Exercise goal: Could you output every record below exactly, leaving out the pictures?

-------------------------

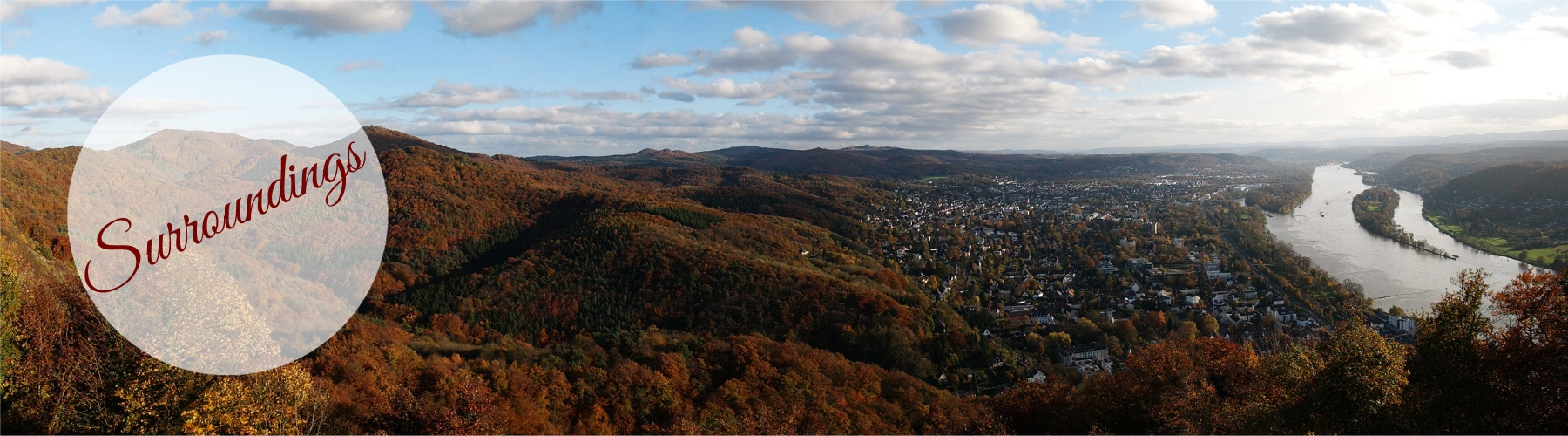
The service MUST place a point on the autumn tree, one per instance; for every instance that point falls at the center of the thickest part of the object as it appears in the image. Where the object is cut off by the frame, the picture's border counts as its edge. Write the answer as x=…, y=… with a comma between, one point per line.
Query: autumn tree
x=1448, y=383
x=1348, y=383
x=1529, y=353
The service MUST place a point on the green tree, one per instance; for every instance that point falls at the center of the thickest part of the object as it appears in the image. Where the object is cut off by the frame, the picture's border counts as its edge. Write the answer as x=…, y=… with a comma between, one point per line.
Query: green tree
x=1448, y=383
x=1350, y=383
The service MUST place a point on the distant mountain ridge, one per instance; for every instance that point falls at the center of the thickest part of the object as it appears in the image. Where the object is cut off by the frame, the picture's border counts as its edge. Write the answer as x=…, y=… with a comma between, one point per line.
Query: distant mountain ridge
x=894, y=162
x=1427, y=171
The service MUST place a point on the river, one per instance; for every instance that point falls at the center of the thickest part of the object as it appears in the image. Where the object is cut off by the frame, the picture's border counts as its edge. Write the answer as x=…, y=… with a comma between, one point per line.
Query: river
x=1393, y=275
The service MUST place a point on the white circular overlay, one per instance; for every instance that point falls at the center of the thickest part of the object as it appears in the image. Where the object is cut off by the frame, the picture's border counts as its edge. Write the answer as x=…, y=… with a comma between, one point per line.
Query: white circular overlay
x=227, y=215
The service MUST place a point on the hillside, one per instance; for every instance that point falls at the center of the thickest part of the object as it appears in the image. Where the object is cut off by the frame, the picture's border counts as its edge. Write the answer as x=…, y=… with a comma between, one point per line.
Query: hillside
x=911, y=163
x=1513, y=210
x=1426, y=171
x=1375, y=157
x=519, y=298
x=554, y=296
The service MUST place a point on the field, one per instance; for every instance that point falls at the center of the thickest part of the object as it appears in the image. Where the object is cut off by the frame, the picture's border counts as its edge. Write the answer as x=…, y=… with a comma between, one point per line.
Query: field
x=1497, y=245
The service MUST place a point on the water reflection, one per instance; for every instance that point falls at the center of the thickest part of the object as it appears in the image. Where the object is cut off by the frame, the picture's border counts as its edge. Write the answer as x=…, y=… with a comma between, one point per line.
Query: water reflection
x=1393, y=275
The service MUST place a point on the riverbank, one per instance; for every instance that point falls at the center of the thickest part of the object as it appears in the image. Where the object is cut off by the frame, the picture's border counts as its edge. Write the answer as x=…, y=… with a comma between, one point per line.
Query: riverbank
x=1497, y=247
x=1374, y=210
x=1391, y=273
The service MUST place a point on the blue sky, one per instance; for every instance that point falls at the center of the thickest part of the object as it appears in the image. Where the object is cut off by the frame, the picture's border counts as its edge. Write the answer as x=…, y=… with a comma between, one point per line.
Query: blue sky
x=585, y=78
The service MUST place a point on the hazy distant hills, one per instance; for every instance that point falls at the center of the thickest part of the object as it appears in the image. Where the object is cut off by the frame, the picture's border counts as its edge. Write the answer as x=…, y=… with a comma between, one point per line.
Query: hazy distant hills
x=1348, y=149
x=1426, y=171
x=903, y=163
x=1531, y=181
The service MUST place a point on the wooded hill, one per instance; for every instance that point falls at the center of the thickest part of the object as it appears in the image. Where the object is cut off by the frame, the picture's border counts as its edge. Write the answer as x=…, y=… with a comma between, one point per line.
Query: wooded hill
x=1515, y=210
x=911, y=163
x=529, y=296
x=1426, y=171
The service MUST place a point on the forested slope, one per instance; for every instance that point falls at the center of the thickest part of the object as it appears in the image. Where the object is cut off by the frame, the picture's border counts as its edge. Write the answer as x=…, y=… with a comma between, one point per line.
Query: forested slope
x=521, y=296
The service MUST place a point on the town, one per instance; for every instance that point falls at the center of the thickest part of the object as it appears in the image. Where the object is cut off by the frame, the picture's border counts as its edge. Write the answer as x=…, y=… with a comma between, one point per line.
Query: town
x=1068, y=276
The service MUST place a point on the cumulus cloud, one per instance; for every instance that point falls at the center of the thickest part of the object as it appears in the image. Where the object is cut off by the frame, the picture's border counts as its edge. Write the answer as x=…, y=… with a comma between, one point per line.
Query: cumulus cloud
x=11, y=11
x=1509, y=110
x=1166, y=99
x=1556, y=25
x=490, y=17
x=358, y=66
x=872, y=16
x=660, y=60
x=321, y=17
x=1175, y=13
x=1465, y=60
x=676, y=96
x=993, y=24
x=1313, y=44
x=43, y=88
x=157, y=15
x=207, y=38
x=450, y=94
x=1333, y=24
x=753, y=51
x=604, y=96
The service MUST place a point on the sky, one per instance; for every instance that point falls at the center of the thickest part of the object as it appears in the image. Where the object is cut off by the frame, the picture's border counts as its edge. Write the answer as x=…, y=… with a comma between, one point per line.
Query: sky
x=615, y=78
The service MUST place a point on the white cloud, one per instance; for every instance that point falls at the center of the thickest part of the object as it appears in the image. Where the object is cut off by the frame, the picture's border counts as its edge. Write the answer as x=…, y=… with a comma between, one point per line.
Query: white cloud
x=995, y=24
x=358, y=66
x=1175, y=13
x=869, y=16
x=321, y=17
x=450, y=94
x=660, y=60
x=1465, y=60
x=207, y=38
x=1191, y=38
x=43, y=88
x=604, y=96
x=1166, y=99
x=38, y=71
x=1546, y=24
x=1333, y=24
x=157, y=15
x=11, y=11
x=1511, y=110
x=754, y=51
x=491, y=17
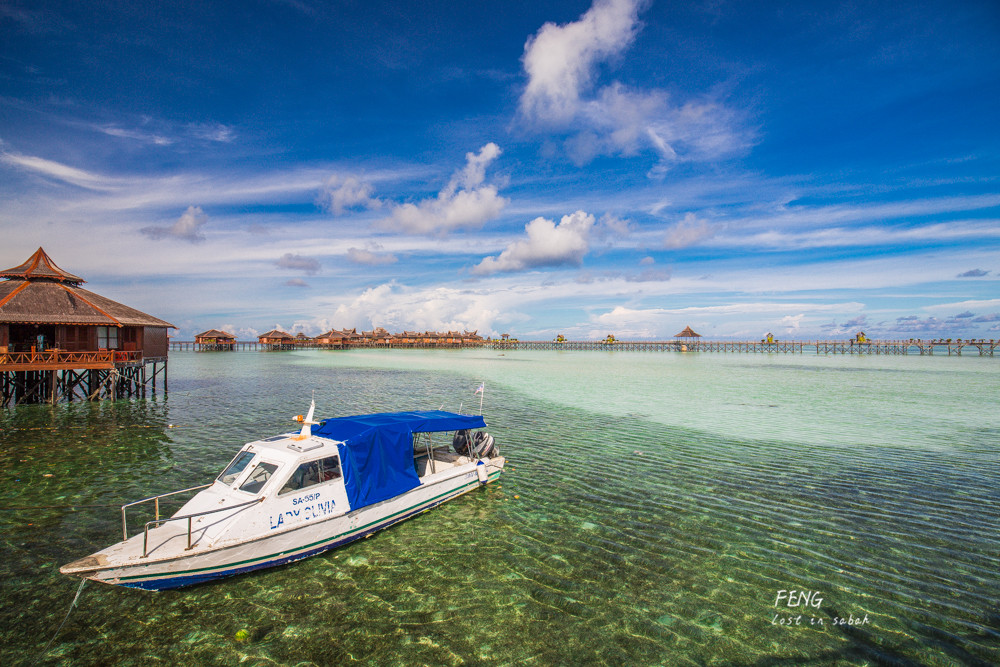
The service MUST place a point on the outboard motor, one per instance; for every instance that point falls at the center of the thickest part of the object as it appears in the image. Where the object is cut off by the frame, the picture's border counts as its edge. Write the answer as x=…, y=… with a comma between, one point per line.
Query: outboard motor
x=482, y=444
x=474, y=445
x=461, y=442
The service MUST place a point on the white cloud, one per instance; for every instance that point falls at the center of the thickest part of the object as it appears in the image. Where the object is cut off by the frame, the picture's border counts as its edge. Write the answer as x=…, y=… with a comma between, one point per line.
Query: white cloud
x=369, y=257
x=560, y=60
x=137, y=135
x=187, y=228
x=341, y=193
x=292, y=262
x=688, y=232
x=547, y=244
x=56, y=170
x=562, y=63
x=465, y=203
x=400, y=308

-------------------------

Exercise solution:
The service MUST place a point on the autumn tree, one per instance; for every instance that point falls at the center of the thickest part of the object as it appears in the image. Where the object is cut off by the frame, the picture's border counts as its edge. Write the answer as x=…, y=… with a comma between, one point per line.
Query: autumn tree
x=1448, y=383
x=1348, y=383
x=1529, y=353
The service MUST place a point on the green tree, one per instance; for every instance that point falls at the center of the thickest part of the object as it appears in the image. Where the object is cut off by the frame, the picture's border counts as its edge. Write the answer as x=…, y=… with a comma between, one point per line.
Query: green tree
x=1448, y=383
x=1350, y=383
The service MUST place a point on the distant mountain ridge, one per instance; for every instance that point falls at the center of the thickest part of the object as it appears in the image. Where the object is cut off by the frame, the picture's border counts as its edge. Write the answer as x=…, y=… with a comma between, one point per line.
Query: distant mountain ridge
x=894, y=162
x=1427, y=171
The service MUST place a point on the river, one per instance; for every instance that point falls at the center of the thickest part of the object as it appears in the image. Where the object is cut off by the frame, the picture's border counts as its edge. Write the answer as x=…, y=… with a comma between, one point per line.
Query: river
x=1393, y=275
The service MUST place a point on the white circular overlay, one per instance; for every instance that point falls at the center of the thickest part of the object as it appears in the image. Where the object is cut off by the frame, the picture's border counts as its edge. Write the answer as x=…, y=… with a comma between, one point per line.
Query: white circular overlay
x=227, y=215
The service MUST place a point on the hillside, one per instance; for every instance that point falls at the center of the thickest part of the object as it appears in the image. Where the object is cut off by the frame, the picture's border counts as its edge. Write the answer as x=…, y=… with a comma between, one point per line.
Query: hillside
x=911, y=163
x=1513, y=210
x=1426, y=171
x=1375, y=157
x=519, y=298
x=554, y=296
The service MUST place a point on the field, one per instance; for every instance that point falls at the center of the thickest part of the object as it appears in the image. Where the object is cut off by the frame, the picture's border counts as its edge. Write the answer as x=…, y=… with a comma between, one point per line.
Query: field
x=1497, y=245
The service MUST place a point on the water reflection, one per instance; for every instance that point falls at the center of the thickest part of the object as it appears in the image. Where the object is cut off by the frame, the picture's border counts as its edge. Write the answer as x=…, y=… with a comma between, one point per line.
Query: water reflection
x=1393, y=275
The service MUST place a point on the riverbank, one per instance; for every instance that point falls at the center of the thickest part of the object as it appears in the image. Where the object is cut off by the frame, the picture's border counts as its edge. Write the answer as x=…, y=… with a comma between, one point per line.
Query: riverbank
x=1497, y=247
x=1374, y=210
x=1391, y=273
The service MUST place a point on the blue sky, one per instance; for every instance that point falls at the center of the thickest part of the object as it appears in the image. Where the object is cut off by the frame, the picture's border counts as its edge. Write the answer as x=…, y=… with a comma between, one point per line.
Query: blue sky
x=585, y=78
The service MUST place a point on the hazy distant hills, one per instance; for every instance that point falls at the center of the thickest part of the object as it appears in the image. Where the object is cut off by the frame, the picture's border counts as its edge. Write the answer as x=…, y=… with a comma between, one point per line.
Query: hazy distant hills
x=1348, y=149
x=1426, y=171
x=903, y=163
x=1531, y=181
The service MUST place a point on the wooded hill, one per instance; for every instance that point falls at the center of the thickest part of the object as it appears in the image. Where the object is cut off by the frame, the picture's border counts as its edge. Write the answer as x=…, y=… with a comma between, one point per line.
Query: wooded hill
x=1515, y=210
x=911, y=163
x=529, y=296
x=1426, y=171
The service MUST place a point on the forested slope, one per instance; for every instance that point falls at the center of the thickest part of the object as it appears in the image. Where the object is cut off by the frame, the picture's border counts as its edge. Write the answer as x=…, y=… with a comma between, one point per line.
Query: forested slope
x=521, y=296
The service MUST place a point on the town, one per instance; for every instance that point falls at the center of the thickest part of the object as it appears in the image. Where the object is cut off by the frame, the picture's border counts as its edge. Write the answer as x=…, y=… with a comma between, one point per line.
Query: town
x=1068, y=276
The service MUST place a point on the cumulus cloud, one per instance; for every instance that point falls at the center of the thickest part of the object as it appears in the image. Where the object is cut off by the frame, the picture's border counts as its edge. Write the answer as x=…, y=… with a comma between, one point per line.
Query: cumulus cloud
x=11, y=11
x=1509, y=110
x=1166, y=99
x=1556, y=25
x=490, y=17
x=358, y=66
x=872, y=16
x=660, y=60
x=321, y=17
x=1175, y=13
x=1465, y=60
x=676, y=96
x=993, y=24
x=1313, y=44
x=43, y=88
x=157, y=15
x=207, y=38
x=450, y=94
x=1333, y=24
x=753, y=51
x=604, y=96
The service MUST place a point on the sky, one per instance; for every instance that point falls at the center of the thickest part of the object as it appears in the image. Where the object is cut off by the frame, the picture's border counts as its edge. Write the answer as x=…, y=… with a comma between, one point per line.
Query: sky
x=615, y=78
The service MUST place a point on the white cloud, one per instance; for every instance that point falls at the center of the thickest part of the object as it appears in the image. Where the object is cut off by the frame, the picture's border counts as its edge. Write the answer as x=…, y=… with a comma between, one point per line.
Query: white cloud
x=995, y=24
x=358, y=66
x=1175, y=13
x=869, y=16
x=321, y=17
x=450, y=94
x=660, y=60
x=1465, y=60
x=207, y=38
x=1191, y=38
x=43, y=88
x=604, y=96
x=1166, y=99
x=38, y=71
x=1546, y=24
x=1333, y=24
x=157, y=15
x=11, y=11
x=1511, y=110
x=754, y=51
x=491, y=17
The service MUST place a point on the outboard motor, one per instance; for every instance that point falls at the center of the thickest part of the object as it appears in the image. Where the object is cut off by the frame, the picture's border counts as its edge. Write the answer as x=…, y=… with a comma between, one point per line.
Query: outboard motor
x=482, y=444
x=474, y=445
x=461, y=442
The service MUST place a point on the white cloud, one per instance; for every instance that point falls at the center of the thickest part of the object as it appears in the image. Where the object is cut off by the frame, the picture's border counts as its edge. Write the answer as x=…, y=… with a comma between, one point per line.
Query: white cloud
x=369, y=257
x=560, y=60
x=137, y=135
x=187, y=228
x=341, y=193
x=292, y=262
x=688, y=232
x=547, y=244
x=56, y=170
x=562, y=63
x=465, y=203
x=400, y=308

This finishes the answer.